**Exercise aim**
Using the blog post on patient experience in hospitals, answer these questions:
1. What time was the author's appointment with the consultant?
2. What injury did the consulting doctor diagnose?
3. What kind of specialist did the commenter see about a dental implant?

**Page extract**

★ ★ ★

Customer Experience in Hospitals: Patient by Name
As I lay in my bed recovering from the operation, attached to a machine that bleeped regularly as it tracked various functions including my blood pressure, heart rate and so on, it occurred to me that the one thing that was not being tracked was my satisfaction with the experience. So I decided to create my own ECG but in this instance the acronym doesn’t stand for ‘electrocardiogram’ but rather, ‘experiencecareogram’ - in other words, my satisfaction as a patient with the experience.
So what was my experience like? Well, if you look at my ‘ECG’ graph, which is attached as a download, you will see how my satisfaction levels rose and fell as I experienced each of the major touch-points through my journey. You can think of the mid-point of 5.5 as being neutral. Anything above that point is satisfying; anything below that line is stressful.
ECG chart copyright smith+co 2009
My journey as a patient
It began with the initial consultation. I was given an appointment to see a consultant at 09.45 so arrived a few minutes early to find a waiting room full of people. How can this be I thought, the surgery only opened at 09.00? I noticed that patients were being called by number and there was a machine in the entrance offering little numbered tickets. Belatedly I took one only to find out much later that this was for a completely separate process.
Eventually - at 10.30 - I was seen by the consulting doctor. He didn’t introduce himself or explain what he was doing as he examined me. He simply announced that I had a ruptured Achilles tendon and that there were two ways of treating it ‘conservative’ or ‘surgical’ which did I prefer, without explaining the implications (political or otherwise) of either? Having asked and been told that ‘surgical’ was likely to produce a faster recovery I elected for that. I was then told I needed to see “the junior doctor”. I am all for delegation but not when it comes to operating on my leg.
I’ve written a full article that takes this blog post further, analyzing my experience as a patient and applying behavioural/behavioral science to improving it.
The piece looks at how to apply Daniel Kahneman’s Peak-End Rule, and the Five Experience Rules that Chase and Dasu elaborated on and which all organizations, but particularly hospitals in this case, could learn from in improving the customer - in this case the patient - experience. To download the article, click on this link: Patient By Name - An analysis of customer experience in hospital care and insights into how to re-design it
1 comments »
Andrew Rudin
Health Care Marketing Needs its Own Face Lift
Shaun: Thankfully, marketing professionals typically don't perform surgeries. Health care professionals should exercise similar restraint when it comes to marketing. While it's important for medical practices to pay attention to providing positive customer experiences, things can go badly when they try the wrong way.
My story (which occurred about the same time as your Achilles heel debacle): I visited an oral surgeon for a consultation about a dental implant to replace an extracted molar. Following x-rays and a detailed discussion with the oral surgeon (board certified), I received a letter containing . . . a sales pitch for implants! Quoting from the letter:
"Dental implants offer many benefits, such as" (bullet) "Scientifically proven track record" (no mention of the study, who conducted it, or what exactly the "track record" is.)

★ ★ ★

[Image point grounding data]
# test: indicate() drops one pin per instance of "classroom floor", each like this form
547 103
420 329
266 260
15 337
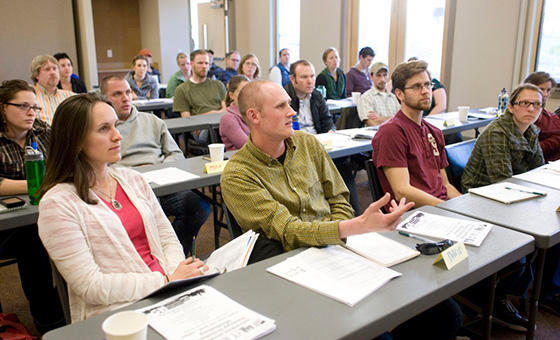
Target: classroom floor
13 300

★ ★ ★

**Result of the task**
1. 09.45
2. A ruptured Achilles tendon
3. An oral surgeon